## [Record excerpts]
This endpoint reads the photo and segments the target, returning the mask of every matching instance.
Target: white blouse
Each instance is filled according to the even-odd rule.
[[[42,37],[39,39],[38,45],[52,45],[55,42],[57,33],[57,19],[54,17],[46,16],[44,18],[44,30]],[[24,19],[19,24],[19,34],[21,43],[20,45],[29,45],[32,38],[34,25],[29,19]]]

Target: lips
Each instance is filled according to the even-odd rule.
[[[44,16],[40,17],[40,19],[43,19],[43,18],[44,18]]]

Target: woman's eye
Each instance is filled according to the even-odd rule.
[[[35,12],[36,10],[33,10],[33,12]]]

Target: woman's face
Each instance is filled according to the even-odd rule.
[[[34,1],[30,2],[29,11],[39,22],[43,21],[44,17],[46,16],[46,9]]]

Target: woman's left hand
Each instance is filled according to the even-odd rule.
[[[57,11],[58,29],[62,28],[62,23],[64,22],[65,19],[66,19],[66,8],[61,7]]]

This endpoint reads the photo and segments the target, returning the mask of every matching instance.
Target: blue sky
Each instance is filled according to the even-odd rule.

## [What is required]
Return all of the rows above unchanged, line for line, keeping every character and blank line in place.

## [Response for this exercise]
This endpoint reads the photo and segments the target, returning the mask of every matching instance.
Target: white blouse
Each instance is filled according to the even-odd rule.
[[[42,37],[39,39],[38,45],[52,45],[55,42],[57,33],[57,19],[54,17],[46,16],[44,18],[44,30]],[[24,19],[19,24],[19,34],[21,43],[20,45],[29,45],[32,38],[34,25],[29,19]]]

Target: lips
Each instance is filled according to the even-odd rule.
[[[44,16],[40,17],[40,19],[43,19],[43,18],[44,18]]]

Target: woman's eye
Each instance is filled according to the even-odd rule.
[[[35,12],[36,10],[33,10],[33,12]]]

Target: woman's face
Each instance is filled according to the even-odd rule.
[[[34,1],[30,2],[29,11],[39,22],[43,21],[44,17],[46,16],[46,9]]]

Target: woman's left hand
Each instance is filled according to the even-odd rule.
[[[57,11],[58,29],[62,28],[62,23],[64,22],[65,19],[66,19],[66,8],[61,7]]]

This endpoint reads the photo and segments the target, returning the mask of every matching instance.
Target: blue sky
Each instance is filled according to the even-odd rule.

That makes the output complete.